# Документ
================================

Утверждения такого рода -- очередной миф, быстро развеявшийся в ходе
перестройки. В партии, как оказалось, был представлен весь классический
политический спектр, от анархистов до монархистов.
Оценить дистанцию, преодоленную за четыре года и обществом, и партией
прежде всего можно, сопоставив, в частности, новую редакцию Программы КПСС,
принятую ее XXVII съездом, и Программное заявление XXVIII съезда партии. В
партии, особенно в ее аппаратной части, XXVII съезд ожидался с большими
надеждами. Предстояло решениями съезда не только подкрепить и развить курс,
взятый апрельским Пленумом, но и освятить, узаконить миф о КПСС как
инициаторе перестройки. Мифотворчество -- не проявление причуд власти и
пропаганды, оно всегда выполняло вполне определенные служебные функции.
Основная среди них, безусловно, идеологическая: обработка сознания людей,
внедрение в него и упрочение определенных стереотипов. А в конкретном случае
с "инициаторами" решалась немаловажная и традиционная для КПСС задача
распределения ответственности, а точнее воспроизводства режима
безответственности. Если 19 миллионов членов КПСС выступили с инициативой
перестройки, то все они вместе и каждый в отдельности несут ответственность
за ее результаты. Так было всегда. Власть, право решать принадлежала узкой
коллегии лиц, а ответственность за эти решения несли все, то есть никто
конкретно. Так было и в годы перестройки. Никто персонально не отвечал за
ошибки и провалы, ибо решения принимались будто бы по воле партии и народа.
XXVII съезд ожидался как событие поистине историческое. Ведь ему
предстояло обсудить и принять новую редакцию Программы КПСС. Иными словами,
не только определить задачи партии и страны на ближайшее пятилетие, но и
наметить более отдаленные цели. "Речь идет о


том, -- говорил М. С. Горбачев в докладе на съезде, -- каким вступит
Советский Союз, каким станут облик и позиции социализма на международной
арене, каков завтрашний день человечества". Предстояло, таким образом,
подумать не только о собственной судьбе, но и о братьях по классовой борьбе,
попутно позаботиться о людях всей планеты. И, конечно, важно было найти
достойный выход из того пикантного положения, в котором оказалась КПСС в
связи с полным провалом ее Программы, принятой на XXII съезде. И дело не
только в том, что к 1970 г. Советский Союз не превзошел по производству
продукции на душу населения США, а к 1980 г. -- не было обеспечено изобилие
материальных и культурных благ для всего населения, как обещала КПСС. Не
сбылся ни один прогноз принципиального характера из III Программы
относительно капитализма и развития человечества в целом, которое почему-то
не воспользовалось указаниями и методическими рекомендациями КПСС.

================================

# Предоставленные записи
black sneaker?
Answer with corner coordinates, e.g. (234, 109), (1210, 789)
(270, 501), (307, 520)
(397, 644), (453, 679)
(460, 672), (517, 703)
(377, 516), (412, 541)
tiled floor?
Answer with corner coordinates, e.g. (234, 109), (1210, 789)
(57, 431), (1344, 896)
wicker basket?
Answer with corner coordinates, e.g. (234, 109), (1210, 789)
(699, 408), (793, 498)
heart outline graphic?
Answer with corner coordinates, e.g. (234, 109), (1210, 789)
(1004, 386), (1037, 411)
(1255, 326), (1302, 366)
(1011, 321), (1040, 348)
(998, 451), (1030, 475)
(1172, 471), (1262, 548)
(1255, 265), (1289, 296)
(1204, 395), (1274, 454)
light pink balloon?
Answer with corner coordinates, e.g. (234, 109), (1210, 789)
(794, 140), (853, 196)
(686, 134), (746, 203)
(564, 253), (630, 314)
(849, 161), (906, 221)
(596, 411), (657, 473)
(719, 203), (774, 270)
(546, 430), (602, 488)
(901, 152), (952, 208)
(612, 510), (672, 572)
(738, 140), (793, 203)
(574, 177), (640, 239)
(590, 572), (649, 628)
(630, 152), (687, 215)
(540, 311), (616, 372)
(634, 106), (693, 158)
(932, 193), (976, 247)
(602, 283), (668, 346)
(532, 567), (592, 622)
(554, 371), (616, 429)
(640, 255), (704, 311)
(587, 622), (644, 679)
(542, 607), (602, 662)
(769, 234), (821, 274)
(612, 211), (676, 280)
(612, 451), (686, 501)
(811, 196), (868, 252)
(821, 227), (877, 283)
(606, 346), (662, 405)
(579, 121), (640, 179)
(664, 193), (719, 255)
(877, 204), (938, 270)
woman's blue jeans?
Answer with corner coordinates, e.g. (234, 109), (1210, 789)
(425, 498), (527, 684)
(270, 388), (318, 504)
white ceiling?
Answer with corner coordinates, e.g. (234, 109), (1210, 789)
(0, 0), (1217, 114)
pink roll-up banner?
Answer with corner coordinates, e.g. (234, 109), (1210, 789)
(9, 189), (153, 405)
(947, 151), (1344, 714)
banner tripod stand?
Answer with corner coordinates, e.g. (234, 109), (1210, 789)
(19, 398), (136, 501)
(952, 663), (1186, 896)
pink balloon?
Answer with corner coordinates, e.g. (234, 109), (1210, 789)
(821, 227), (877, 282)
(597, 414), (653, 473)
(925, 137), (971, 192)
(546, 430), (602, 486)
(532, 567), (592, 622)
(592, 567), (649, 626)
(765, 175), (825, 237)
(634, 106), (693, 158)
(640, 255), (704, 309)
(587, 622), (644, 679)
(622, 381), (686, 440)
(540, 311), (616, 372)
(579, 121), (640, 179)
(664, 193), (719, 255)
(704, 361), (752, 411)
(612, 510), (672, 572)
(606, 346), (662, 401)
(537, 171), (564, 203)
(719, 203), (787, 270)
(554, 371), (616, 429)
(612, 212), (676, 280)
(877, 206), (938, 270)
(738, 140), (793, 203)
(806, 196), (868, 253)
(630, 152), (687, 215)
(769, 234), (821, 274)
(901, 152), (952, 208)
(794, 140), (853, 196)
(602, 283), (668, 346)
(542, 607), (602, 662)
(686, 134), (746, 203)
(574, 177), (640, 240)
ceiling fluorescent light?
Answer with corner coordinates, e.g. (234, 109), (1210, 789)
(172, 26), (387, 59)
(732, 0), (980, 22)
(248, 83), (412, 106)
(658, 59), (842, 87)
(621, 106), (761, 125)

================================

# Текст задания
Соответствуют ли документу следующие утверждения? Для каждого ответьте «да» или «нет» и дословно процитируйте слова документа, которые это решают.
(a) В КПСС был представлен весь политический спектр, от анархистов до монархистов.
(b) XXVII съезду предстояло обсудить и принять новую редакцию Программы КПСС.
(c) К 1970 г. Советский Союз превзошел США по производству продукции на душу населения.

# Решение задачи
(a) Да: «В партии, как оказалось, был представлен весь классический политический спектр, от анархистов до монархистов».
(b) Да: «Ведь ему предстояло обсудить и принять новую редакцию Программы КПСС».
(c) Нет: «к 1970 г. Советский Союз не превзошел по производству продукции на душу населения США».